▸ INPUT ROWS:

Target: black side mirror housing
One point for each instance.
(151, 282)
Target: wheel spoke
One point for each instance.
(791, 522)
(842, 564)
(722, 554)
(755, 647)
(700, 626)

▸ TASK DETAILS: Rewrite the listing with every "instance" swapped for "occurrence", leaving everything else unchanged.

▸ WRITTEN REPLY:
Target: black side mirror housing
One point for each occurrence.
(151, 282)
Target: wheel spoke
One point for each occurrence.
(791, 522)
(842, 564)
(722, 554)
(755, 647)
(700, 626)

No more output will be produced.